[Stated problem 1] Return the entry lines unchanged, starting at the line containing "point: pavilion -- for" and running through the last line of the entries, both ends included.

[Provided text]
--------------------------------

# U-Joint size



## mjc707 (May 28, 2015)

I just bought a fresh 12 bolt for the 65. My question is my driveshaft and old axle are out of a 442 with 3R ujoint. New axle is 1310 and old was Saginaw 3r. Can anyone tell me id the Saginaw 3r is the same as the spicer 1344. I am trying to find a conversion u-joint from 3r to 1310 and I can find 1310 to 1344. Dimensions are very close. Any help is appreciated. I would like to find something strong and not just a store brand. Thanks


----------



## Pinion head (Jan 3, 2015)

GTO's (and Pontiac LeMans) used the 3R ujoints from '64-73. 442's always used the 3R. Most Chevrolet 12 bolt rears accepted the common Spicer 1310 .

The conversion ujoint you need is a NEAPCO 3-1330, Precision 372 will also work. In building differentials I always build with the correct pinion flange, so don't have to deal with adaptor ujoints.


----------



## mjc707 (May 28, 2015)

Thanks .The Precision 372 is one of the ones that says 1310 to 1344. Thats what I wanted to verify. I can get the moog 372 locally just wanted to make sure it would fit. I am not r running crazy HP but I wanted to make sure I got a strong ujoint. Any issues with strength either of these part numbers you gave me?


----------



## oldskool (Apr 26, 2015)

Built several bracket racers, all with a 12-bolt rear. Used one of the conversion joints in every one. Never broke a joint or had any joint or DS problems. And this was using big slicks. Don't think you'd ever break one, on hard street tires. 

The Neapco 3-3130 looks to be only $11.99 + tax @ Advance.

http://shop.advanceautoparts.com/p/...GM0ioc1sqRK4FGHIul8PvVBjJ1bteyQSr0aAovH8P8HAQ

O'Reilly shows a 372 for $8.99 + Tax.

http://www.oreillyauto.com/site/c/d...-1_-1&keyword=3-3130&doInterchangeSearch=true

The Precision 372 is about $17 shipped from Ebay.

--------------------------------

(Labeled point entries)
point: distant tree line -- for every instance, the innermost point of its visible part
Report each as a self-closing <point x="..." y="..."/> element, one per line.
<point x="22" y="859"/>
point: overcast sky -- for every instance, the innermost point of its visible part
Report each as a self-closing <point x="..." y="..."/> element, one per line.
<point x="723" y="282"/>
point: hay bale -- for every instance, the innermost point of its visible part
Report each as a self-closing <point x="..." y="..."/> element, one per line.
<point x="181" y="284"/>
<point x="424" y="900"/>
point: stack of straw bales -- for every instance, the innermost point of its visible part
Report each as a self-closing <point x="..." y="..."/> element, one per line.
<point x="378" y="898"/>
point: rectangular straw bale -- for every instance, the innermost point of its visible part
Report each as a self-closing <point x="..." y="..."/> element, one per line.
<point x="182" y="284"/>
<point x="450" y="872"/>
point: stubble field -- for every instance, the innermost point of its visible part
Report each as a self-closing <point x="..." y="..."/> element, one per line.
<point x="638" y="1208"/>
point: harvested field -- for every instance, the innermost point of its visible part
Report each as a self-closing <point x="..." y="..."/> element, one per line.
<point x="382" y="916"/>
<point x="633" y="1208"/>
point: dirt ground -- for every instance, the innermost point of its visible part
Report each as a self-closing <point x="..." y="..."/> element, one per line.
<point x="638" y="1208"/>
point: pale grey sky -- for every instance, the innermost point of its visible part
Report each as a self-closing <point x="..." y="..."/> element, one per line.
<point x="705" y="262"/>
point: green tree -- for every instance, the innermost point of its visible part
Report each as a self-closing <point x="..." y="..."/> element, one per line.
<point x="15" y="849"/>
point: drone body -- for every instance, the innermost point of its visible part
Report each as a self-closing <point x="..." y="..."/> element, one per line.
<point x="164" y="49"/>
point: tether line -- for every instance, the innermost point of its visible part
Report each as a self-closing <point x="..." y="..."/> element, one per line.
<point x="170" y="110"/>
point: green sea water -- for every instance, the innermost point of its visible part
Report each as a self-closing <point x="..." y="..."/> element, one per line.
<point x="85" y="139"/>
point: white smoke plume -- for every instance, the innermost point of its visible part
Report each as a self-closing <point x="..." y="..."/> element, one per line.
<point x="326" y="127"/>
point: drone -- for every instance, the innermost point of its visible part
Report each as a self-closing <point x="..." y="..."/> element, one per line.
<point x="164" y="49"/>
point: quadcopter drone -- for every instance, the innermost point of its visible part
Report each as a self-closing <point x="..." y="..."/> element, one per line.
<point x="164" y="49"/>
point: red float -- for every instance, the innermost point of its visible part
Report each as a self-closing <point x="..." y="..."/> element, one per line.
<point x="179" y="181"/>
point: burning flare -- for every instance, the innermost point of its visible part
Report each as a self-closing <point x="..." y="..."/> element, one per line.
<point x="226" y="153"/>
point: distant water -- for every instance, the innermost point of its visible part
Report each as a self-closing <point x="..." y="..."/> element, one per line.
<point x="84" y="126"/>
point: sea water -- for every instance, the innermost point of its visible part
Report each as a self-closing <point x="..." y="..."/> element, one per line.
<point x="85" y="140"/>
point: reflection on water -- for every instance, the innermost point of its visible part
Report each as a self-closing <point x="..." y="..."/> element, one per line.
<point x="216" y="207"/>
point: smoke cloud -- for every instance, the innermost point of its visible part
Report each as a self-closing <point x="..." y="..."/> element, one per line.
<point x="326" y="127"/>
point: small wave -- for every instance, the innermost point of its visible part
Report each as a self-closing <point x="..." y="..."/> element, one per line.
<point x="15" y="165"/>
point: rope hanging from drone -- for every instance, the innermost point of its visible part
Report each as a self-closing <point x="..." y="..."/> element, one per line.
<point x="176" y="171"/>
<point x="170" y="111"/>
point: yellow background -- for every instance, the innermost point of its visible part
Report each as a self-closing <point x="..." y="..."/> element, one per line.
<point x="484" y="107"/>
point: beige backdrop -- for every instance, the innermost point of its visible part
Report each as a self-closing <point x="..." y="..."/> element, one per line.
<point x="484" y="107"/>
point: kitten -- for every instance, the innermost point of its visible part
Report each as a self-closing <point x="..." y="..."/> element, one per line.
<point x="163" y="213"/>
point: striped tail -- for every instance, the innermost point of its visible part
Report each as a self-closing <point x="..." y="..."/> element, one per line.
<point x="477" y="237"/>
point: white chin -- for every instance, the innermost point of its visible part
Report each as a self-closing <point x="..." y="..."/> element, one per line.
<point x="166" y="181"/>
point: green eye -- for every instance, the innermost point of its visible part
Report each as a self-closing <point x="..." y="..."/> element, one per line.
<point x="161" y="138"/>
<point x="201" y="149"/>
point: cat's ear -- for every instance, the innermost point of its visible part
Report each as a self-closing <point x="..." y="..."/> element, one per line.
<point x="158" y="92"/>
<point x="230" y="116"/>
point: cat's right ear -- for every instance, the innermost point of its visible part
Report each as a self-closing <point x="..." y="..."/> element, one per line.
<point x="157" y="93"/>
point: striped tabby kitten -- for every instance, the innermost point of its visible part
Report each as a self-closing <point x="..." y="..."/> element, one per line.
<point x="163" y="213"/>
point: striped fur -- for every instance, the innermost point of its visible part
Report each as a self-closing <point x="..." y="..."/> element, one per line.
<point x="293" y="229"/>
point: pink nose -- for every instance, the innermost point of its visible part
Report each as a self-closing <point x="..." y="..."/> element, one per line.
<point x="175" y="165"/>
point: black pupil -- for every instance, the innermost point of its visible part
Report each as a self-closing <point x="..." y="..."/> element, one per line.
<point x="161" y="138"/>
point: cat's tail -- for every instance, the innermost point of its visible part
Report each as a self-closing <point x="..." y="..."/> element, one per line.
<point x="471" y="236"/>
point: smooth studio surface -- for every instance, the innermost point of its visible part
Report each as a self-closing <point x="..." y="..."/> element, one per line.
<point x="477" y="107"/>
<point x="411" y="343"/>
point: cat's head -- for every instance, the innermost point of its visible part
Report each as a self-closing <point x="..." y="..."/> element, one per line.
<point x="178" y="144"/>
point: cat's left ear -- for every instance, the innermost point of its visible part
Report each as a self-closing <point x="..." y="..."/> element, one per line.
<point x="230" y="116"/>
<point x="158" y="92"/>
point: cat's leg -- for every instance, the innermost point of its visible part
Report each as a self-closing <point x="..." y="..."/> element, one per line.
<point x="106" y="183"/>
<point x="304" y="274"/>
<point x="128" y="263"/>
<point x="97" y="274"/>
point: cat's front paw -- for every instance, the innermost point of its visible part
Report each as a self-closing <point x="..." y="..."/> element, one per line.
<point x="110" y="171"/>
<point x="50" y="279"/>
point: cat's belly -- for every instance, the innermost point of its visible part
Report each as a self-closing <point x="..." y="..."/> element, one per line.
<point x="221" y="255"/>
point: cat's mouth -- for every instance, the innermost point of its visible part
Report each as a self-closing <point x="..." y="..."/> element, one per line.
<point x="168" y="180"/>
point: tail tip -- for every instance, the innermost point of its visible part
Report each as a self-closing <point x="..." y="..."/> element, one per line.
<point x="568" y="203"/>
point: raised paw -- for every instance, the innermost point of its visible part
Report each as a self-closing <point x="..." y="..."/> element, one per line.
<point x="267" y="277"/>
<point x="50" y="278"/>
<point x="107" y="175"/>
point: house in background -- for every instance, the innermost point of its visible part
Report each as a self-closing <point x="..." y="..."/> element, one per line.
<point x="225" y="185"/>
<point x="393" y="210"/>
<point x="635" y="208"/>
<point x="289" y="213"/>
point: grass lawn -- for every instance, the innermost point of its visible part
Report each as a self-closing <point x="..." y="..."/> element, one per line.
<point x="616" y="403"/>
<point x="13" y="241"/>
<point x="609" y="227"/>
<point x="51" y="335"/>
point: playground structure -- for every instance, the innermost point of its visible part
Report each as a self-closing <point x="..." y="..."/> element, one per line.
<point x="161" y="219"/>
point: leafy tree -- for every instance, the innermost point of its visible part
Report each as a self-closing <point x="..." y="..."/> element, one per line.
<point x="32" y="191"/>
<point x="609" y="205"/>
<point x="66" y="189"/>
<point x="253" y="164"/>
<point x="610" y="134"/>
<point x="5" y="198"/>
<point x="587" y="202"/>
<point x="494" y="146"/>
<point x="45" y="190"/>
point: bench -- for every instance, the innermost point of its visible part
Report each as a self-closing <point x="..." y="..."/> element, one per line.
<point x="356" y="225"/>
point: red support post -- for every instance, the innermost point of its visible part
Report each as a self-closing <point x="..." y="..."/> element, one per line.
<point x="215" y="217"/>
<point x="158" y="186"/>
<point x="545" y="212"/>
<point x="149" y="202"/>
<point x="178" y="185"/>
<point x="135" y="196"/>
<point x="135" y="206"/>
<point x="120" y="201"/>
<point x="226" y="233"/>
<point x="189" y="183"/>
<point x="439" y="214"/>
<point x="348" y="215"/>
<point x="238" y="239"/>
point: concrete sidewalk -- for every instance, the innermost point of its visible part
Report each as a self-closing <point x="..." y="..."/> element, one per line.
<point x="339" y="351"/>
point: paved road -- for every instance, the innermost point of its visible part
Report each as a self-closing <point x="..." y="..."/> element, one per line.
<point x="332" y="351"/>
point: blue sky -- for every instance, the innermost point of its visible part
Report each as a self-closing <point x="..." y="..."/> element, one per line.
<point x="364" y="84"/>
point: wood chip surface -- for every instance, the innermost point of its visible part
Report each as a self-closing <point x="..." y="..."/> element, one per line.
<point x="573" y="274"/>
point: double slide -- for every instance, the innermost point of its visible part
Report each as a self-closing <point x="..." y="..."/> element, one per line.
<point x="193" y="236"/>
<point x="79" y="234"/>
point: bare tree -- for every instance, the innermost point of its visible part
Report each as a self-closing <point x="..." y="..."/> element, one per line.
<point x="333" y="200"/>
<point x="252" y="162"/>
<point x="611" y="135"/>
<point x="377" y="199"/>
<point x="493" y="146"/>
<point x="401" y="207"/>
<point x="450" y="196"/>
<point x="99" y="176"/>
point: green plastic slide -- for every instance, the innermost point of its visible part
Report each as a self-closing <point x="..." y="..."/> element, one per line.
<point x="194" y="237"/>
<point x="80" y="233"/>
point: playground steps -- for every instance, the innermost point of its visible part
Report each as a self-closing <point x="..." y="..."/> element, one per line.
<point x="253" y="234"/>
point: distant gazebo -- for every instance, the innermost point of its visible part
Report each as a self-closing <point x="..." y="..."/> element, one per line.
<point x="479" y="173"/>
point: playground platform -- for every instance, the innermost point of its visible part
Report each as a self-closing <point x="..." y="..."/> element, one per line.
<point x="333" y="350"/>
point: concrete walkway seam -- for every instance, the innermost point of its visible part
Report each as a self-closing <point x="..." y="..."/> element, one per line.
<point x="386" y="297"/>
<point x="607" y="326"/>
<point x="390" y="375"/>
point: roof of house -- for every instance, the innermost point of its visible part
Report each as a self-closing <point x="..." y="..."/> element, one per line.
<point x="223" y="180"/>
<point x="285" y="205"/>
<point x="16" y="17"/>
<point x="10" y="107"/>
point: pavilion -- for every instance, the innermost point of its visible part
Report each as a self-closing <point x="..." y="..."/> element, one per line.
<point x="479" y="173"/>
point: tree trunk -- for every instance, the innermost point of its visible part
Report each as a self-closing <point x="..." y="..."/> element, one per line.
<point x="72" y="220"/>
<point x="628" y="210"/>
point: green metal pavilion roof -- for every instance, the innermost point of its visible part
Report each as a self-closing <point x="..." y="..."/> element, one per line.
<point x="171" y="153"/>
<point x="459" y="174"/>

--------------------------------

[Stated problem 2] In the U-joint thread, what price does O'Reilly show for a 372?

[Exercise result 1]
point: pavilion -- for every instance, the innermost point of its visible part
Report each as a self-closing <point x="..." y="..."/> element, one per line.
<point x="479" y="173"/>
point: tree trunk -- for every instance, the innermost point of its visible part
Report each as a self-closing <point x="..." y="..."/> element, one per line.
<point x="72" y="220"/>
<point x="628" y="210"/>
point: green metal pavilion roof -- for every instance, the innermost point of its visible part
Report each as a self-closing <point x="..." y="..."/> element, one per line.
<point x="171" y="153"/>
<point x="459" y="174"/>

[Exercise result 2] $8.99 plus tax.